▸ **Work instructions**
Set down the listing below word for word, from its first line up to and including the line with "column 395, row 209", and stop there.
━━ Record list
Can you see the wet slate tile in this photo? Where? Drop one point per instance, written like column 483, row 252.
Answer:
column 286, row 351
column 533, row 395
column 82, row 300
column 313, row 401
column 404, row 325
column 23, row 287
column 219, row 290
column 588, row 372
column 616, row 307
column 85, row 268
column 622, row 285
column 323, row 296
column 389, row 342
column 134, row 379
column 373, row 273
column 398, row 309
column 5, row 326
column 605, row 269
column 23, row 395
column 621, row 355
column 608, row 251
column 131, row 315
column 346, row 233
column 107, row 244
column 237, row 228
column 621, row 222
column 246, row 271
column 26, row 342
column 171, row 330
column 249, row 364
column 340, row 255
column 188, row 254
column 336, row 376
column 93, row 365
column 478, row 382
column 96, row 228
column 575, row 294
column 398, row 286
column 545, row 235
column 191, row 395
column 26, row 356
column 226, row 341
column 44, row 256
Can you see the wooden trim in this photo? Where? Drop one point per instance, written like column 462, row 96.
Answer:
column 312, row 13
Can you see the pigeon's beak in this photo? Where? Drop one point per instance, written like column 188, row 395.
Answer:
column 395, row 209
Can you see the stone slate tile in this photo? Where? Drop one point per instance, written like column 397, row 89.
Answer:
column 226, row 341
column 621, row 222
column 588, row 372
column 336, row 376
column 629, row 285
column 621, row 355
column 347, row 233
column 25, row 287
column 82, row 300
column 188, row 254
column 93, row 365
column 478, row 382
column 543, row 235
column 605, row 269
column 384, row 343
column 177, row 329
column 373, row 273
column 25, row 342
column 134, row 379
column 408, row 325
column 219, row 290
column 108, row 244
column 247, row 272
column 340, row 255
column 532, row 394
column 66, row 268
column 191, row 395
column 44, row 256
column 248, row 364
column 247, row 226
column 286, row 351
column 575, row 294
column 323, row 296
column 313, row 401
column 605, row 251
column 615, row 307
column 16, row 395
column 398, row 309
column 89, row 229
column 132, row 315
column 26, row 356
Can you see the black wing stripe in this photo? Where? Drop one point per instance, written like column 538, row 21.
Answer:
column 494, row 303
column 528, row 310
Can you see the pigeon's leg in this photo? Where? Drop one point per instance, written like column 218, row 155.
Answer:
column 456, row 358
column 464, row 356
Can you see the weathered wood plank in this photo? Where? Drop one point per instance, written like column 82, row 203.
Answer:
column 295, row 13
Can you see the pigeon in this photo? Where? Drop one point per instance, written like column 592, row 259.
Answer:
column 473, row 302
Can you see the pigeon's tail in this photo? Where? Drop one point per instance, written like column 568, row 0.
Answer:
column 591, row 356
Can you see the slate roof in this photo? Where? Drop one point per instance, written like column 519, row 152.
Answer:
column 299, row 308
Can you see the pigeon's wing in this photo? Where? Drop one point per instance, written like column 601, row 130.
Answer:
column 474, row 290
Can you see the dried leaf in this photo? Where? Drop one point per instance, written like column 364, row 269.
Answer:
━━━━
▸ **Response**
Can you see the wet slate tile in this photo? Where? Drop one point per instance, written like column 483, row 252.
Answer:
column 286, row 351
column 533, row 395
column 82, row 300
column 313, row 401
column 404, row 325
column 23, row 287
column 219, row 290
column 588, row 372
column 616, row 307
column 85, row 268
column 622, row 285
column 323, row 296
column 389, row 342
column 134, row 379
column 373, row 273
column 398, row 309
column 5, row 326
column 605, row 269
column 23, row 395
column 621, row 355
column 608, row 251
column 131, row 315
column 346, row 233
column 107, row 244
column 237, row 228
column 621, row 222
column 246, row 271
column 26, row 342
column 171, row 330
column 249, row 364
column 340, row 255
column 188, row 254
column 336, row 376
column 93, row 365
column 478, row 382
column 96, row 228
column 575, row 294
column 398, row 286
column 545, row 235
column 191, row 395
column 26, row 356
column 226, row 341
column 44, row 256
Can you see the wooden trim in this photo? Where? Drop one point per instance, written like column 462, row 96.
Answer:
column 312, row 13
Can you see the pigeon's beak in this photo? Where? Drop one point per instance, written like column 188, row 395.
Answer:
column 395, row 209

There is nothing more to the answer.